### EXTRACT PROVIDED
[START]

So, I think it’s very important to protect the gospel from unique and creeping legalisms. So for example, when I got to our church in 1994, we had enacted in 1878 at our first meeting a church covenant which said nothing about alcohol. And then as they revised their church covenant every 20 or 30 years, it seems one got in, in the 1940s, which forbid, the use of alcohol as a beverage. Now I myself am a teetotaler and am an advocate of that position, but I’m not an advocate of that position saying the Bible teaches that. And I felt that that was a wrong constraint on our church. So I actually suggested to the church that we change the church covenant and we take that part out. That was not an attempt by me to get everybody to start drinking. That was just saying, I’m trying to be honest with scripture.

I’m still going to have my position and advocate it, but I feel wrong telling somebody they can’t come to the Lord’s table here unless they agree with this unbiblical conclusion. So, and requiring it of people. Many of those individuals may come to that conclusion, but trying to require something that scripture doesn’t require, I think we have to avoid that in our church covenants. And there are many kinds of things that would be common behaviors we agree on, but they’re not required by scripture. The church actually voted unanimously for that. And so that’s just kinda been a non issue in our church. But it’s an example of how the church covenant can be very, can be very useful in summarizing our ethical agreements with each other. I’m just curious, if you have a statement of faith at your church, put up your hand if you have a statement of faith. Keep your hands up, look around for a moment so you can see that’s most, most of the people here. Keep your hand up if that statement of faith is on your church website. A few hands go down, but okay, they’re largely up. Okay, now put your hand up if you have a church covenant.

[END]

### PROBLEMS AND TASKS
- 1) In the talk on church covenants, in what decade did a clause forbidding alcohol as a beverage enter the covenant?
- 2) For each statement, say whether the talk on church covenants agrees, and quote the words that decide it: (a) The covenant enacted in 1878 forbade alcohol. (b) The speaker is a teetotaler. (c) The church was divided in its vote to remove the alcohol clause.
- 3) Write a continuation of the talk on church covenants, starting after its final sentence.

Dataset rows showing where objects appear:
[START]

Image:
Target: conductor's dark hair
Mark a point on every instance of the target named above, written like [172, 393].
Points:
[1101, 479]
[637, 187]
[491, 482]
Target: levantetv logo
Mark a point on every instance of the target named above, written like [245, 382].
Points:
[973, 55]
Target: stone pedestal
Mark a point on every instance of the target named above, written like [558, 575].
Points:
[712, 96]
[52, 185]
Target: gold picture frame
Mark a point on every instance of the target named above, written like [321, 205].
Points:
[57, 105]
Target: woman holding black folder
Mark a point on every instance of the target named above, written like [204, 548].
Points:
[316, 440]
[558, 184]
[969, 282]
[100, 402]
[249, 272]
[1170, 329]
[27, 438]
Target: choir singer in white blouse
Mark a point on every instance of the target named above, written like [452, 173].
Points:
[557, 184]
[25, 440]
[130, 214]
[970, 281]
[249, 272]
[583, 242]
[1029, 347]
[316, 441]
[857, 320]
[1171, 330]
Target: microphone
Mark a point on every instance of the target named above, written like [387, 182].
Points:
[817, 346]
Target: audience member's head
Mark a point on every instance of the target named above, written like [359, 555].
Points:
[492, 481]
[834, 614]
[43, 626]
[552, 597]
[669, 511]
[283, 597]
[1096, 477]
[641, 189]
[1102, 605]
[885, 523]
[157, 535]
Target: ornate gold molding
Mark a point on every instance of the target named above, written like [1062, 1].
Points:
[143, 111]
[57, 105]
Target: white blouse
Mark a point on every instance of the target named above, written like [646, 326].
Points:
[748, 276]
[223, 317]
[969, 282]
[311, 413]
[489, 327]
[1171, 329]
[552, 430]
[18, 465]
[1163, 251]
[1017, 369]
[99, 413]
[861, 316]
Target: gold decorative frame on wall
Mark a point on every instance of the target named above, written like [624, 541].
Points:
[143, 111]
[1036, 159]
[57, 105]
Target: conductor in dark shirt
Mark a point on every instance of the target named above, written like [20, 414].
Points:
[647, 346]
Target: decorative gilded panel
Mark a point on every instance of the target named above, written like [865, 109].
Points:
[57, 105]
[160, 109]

[END]

### ANSWERS TO THE EXERCISE
- 1) The 1940s.

- 2)
(a) No: "a church covenant which said nothing about alcohol."
(b) Yes: "Now I myself am a teetotaler."
(c) No: "The church actually voted unanimously for that."

- 3)
I’m seeing some different hands go up, but keep your hand up if you have a church covenant, but no statement of faith. One. Okay. Okay. Yeah. Two. Okay, interesting. I encourage you guys to look at them, Church covenants are hugely useful. We can talk about that more if you have more questions about it. Number three, the explicit recognition of the right preaching of the word of God and particularly of the gospel as a criterion for the validity of a church’s baptism of a prospective member or of a church resigning membership to go to another church that is, at our members meetings, the main thing we do is take people into membership and put people out of membership. So I think our January members meeting- we have meetings every other month- our membership went from like 950 to 944, something like that. But we dealt with 70 people.

You know, we had a lot, we had one church discipline case. We had a lot of resignations, mainly people moving elsewhere, joining other churches, and we had a lot of new members. So every single one of those then comes up to membership at the meeting. There’s a motion from the elders. There’s opportunity, there’s, there’s an opportunity for discussion and just both on coming in and going out, we want to make sure to highlight the gospel in this incident is somebody is coming to us and they’re already a member of another church, so let’s say they’ve moved to DC and now they’re joining our church. We want to make sure, if they tell us that they’ve been baptized as a believer, we want to know, well, where were you baptized? Were you baptized in connection with the preaching of the gospel?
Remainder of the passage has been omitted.